__Study questions__.
**a)** Answer these questions from the Simulacrum text, one answer per line, marked to match:
(i) How accurate is the data for a query that counts one field at a time?
(ii) What must the Simulacrum data not be used for?
(iii) To whom is a formal request for a data release made?
**b)** Carry on the Simulacrum text from its last sentence.

__Provided text__.
________

Simulating multiple types of data while trying to protect patient privacy is a complex mathematical challenge. Although the data in the Simulacrum is very accurate for simple queries, more complex queries have less reliable results.
For example, if you want to count one field at a time, such as, ‘the number of breast cancers at stage four’ the accuracy of the data is very high and the results are strongly indicative. But, a more complex query, such as, ‘the number of breast cancers diagnosed at stage four who received drug X and survived for more than 90 days’ will be more approximate.
The Simulacrum data is synthetic and must not be used to make clinical decisions or causal inferences. But, because the structure of the Simulacrum data is the same as the real data, it can be used to plan and refine analyses before making a formal request for a data release from NDRS.

________

__Records shown__.
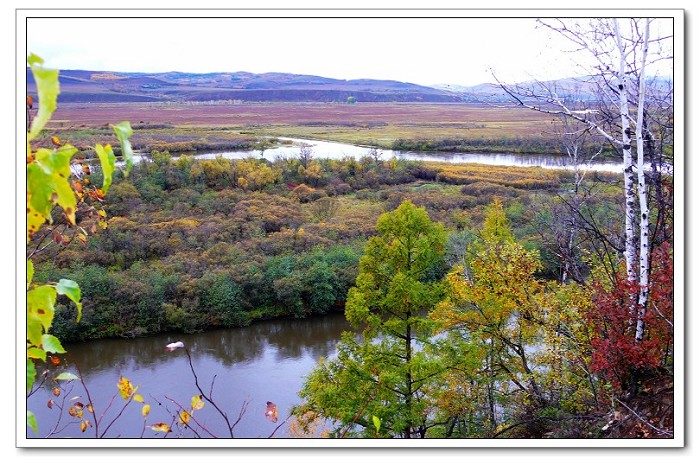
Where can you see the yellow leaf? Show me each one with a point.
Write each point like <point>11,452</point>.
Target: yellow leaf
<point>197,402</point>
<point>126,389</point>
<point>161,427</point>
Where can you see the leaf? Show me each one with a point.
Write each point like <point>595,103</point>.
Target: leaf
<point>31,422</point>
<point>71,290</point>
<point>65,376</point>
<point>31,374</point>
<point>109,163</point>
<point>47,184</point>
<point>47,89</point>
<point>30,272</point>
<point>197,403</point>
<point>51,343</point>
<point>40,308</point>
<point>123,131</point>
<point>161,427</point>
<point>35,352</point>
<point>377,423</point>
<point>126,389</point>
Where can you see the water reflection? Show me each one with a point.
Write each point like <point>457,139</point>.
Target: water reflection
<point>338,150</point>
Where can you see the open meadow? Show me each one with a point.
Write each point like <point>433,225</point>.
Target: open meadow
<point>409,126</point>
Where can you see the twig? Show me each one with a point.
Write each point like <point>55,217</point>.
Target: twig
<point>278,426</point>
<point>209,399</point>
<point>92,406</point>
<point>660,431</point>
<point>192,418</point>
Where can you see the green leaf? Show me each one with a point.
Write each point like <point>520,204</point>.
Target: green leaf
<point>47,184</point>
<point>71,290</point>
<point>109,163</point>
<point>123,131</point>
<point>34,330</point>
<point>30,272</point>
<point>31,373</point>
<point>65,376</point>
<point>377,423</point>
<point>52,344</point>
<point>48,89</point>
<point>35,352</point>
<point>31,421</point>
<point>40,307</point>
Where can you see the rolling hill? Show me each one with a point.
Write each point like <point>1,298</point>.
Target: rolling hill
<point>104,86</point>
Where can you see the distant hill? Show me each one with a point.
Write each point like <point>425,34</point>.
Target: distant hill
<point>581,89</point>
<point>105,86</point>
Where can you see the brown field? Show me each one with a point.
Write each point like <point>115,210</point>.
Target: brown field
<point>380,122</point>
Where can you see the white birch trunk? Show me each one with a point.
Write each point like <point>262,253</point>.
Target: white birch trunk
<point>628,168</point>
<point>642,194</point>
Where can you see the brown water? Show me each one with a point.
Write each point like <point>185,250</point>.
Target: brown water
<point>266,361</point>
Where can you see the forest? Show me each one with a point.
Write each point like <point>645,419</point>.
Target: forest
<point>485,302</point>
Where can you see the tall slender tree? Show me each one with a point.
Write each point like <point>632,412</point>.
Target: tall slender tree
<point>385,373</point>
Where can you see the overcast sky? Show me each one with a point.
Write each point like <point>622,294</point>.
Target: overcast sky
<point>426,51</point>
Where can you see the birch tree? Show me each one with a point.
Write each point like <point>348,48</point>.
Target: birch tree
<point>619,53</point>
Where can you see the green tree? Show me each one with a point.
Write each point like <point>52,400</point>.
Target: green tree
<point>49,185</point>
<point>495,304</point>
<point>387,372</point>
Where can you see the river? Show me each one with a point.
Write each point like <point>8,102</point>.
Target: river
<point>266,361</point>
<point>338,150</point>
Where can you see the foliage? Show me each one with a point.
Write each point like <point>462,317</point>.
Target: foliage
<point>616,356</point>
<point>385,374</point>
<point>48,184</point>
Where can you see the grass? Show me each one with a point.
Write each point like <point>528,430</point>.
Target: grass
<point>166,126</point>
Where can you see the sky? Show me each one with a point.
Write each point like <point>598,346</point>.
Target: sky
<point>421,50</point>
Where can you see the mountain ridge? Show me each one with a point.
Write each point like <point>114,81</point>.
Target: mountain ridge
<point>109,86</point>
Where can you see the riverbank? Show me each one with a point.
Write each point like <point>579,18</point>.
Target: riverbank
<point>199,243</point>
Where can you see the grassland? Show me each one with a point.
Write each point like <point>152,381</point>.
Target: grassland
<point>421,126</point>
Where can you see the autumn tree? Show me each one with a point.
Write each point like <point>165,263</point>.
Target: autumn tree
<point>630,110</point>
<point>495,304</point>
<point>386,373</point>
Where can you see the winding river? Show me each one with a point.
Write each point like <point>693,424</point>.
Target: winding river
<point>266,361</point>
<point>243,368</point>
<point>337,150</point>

________

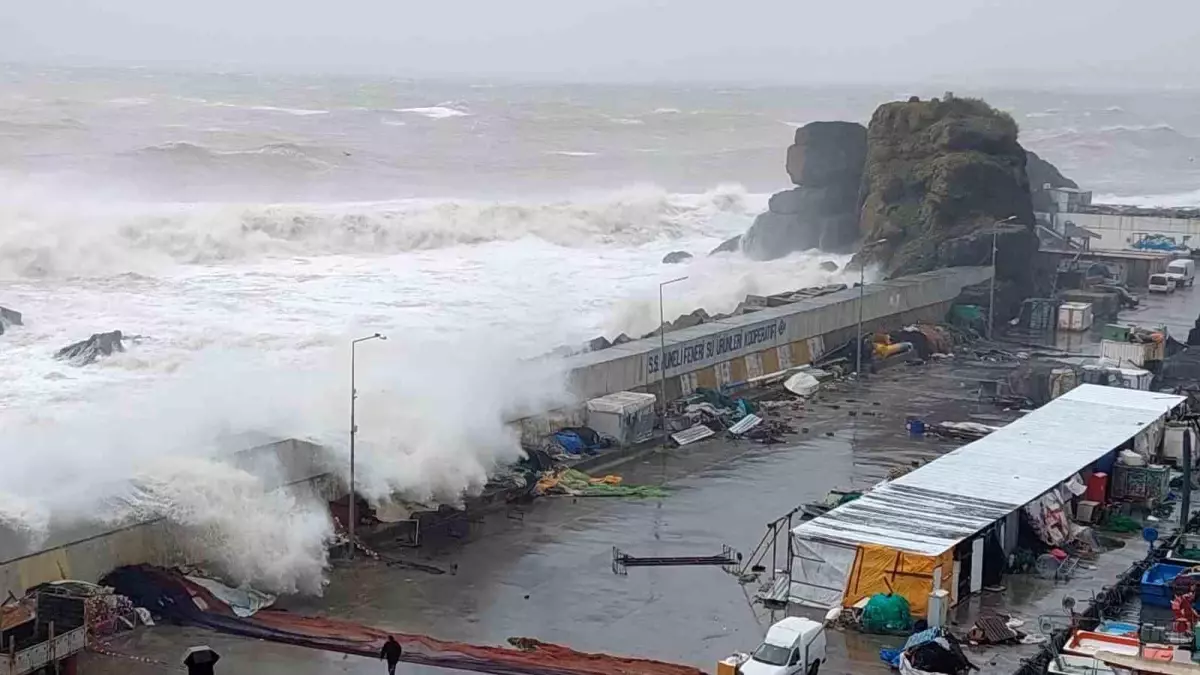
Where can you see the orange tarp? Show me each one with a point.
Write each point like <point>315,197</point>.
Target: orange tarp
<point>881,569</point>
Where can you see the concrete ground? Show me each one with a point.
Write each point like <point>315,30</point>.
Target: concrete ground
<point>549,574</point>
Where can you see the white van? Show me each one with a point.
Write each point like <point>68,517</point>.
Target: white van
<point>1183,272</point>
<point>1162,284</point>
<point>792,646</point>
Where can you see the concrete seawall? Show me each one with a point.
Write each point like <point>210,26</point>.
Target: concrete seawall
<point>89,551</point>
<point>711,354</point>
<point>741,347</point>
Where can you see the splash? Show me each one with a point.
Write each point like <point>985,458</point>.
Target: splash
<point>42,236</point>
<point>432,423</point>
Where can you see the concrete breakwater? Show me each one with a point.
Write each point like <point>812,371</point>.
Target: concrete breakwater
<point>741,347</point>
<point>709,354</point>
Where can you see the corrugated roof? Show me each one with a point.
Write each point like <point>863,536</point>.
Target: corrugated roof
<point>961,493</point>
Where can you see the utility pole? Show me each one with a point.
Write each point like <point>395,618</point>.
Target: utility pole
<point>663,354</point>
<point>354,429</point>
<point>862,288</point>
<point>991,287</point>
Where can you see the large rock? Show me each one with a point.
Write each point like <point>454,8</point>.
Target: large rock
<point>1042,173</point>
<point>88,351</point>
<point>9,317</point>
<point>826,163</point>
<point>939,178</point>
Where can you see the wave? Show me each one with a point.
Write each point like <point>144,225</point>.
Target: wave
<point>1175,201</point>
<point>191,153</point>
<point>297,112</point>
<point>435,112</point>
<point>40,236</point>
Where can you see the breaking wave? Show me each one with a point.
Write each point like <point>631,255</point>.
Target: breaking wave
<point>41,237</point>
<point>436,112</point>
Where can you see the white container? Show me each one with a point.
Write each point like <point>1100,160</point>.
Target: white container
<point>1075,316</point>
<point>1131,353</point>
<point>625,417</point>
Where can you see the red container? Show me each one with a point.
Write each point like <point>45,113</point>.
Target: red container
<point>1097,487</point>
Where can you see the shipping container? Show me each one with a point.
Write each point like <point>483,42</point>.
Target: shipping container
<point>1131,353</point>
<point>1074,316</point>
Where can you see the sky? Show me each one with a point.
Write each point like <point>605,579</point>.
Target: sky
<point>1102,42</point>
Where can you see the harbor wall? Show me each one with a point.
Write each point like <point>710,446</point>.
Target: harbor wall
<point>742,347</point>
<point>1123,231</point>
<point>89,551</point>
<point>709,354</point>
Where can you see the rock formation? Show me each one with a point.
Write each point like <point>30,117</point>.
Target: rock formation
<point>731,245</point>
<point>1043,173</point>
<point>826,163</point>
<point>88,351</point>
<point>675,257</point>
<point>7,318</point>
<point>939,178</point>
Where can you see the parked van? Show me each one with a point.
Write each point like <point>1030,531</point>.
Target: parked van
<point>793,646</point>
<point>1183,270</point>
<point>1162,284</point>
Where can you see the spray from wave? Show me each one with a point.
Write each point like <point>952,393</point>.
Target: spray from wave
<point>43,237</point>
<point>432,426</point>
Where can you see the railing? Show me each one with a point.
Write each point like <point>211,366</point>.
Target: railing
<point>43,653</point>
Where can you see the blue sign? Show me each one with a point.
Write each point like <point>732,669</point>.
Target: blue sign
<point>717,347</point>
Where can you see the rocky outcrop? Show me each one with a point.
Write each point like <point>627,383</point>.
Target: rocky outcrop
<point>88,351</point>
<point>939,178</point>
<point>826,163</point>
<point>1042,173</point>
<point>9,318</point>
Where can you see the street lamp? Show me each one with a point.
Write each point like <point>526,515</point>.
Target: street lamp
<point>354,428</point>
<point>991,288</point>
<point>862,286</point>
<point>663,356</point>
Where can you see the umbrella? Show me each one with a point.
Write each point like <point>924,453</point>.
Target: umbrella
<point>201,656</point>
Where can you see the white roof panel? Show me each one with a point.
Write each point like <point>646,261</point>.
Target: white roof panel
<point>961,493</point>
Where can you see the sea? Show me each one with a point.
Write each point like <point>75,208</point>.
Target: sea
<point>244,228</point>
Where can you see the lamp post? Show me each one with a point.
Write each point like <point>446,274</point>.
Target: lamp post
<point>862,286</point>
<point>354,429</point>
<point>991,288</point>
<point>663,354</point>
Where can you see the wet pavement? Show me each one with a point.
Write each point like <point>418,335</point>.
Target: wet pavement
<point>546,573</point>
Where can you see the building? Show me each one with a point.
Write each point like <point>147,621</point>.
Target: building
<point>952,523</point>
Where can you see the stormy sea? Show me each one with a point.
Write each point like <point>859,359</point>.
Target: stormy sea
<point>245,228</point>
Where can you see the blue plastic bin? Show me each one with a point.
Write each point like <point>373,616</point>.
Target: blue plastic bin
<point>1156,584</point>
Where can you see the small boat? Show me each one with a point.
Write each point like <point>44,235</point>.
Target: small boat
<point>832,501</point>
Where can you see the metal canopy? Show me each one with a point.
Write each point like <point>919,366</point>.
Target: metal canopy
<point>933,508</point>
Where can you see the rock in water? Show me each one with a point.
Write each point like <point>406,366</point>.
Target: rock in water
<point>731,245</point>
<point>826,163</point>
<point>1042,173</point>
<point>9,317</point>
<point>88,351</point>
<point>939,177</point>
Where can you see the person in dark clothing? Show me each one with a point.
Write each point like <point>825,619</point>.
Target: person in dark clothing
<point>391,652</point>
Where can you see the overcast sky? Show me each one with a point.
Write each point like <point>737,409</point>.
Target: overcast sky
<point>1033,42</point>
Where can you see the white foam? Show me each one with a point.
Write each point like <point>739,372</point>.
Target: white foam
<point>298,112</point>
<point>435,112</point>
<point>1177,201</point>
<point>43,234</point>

________

__Task responses__.
**a)**
(i) Very high; the results are strongly indicative.
(ii) Making clinical decisions or causal inferences.
(iii) NDRS.

**b)**
The Simulacrum can be used to:
- Learn about format and structure of the datasets in the Cancer Analysis System (CAS);
- Develop and test code to analyse complex cohorts of cancer patients;
- Calculate direct results, which are highly reliable for simple queries, and indicative for more complex queries, to get a picture of what real results might look like;
- Plan analysis and research before requesting data from NDRS.
Before using the Simulacrum, we recommend you use the CAS explorer to determine if the patient and tumour tables in Simulacrum contain the data variables you need for your research.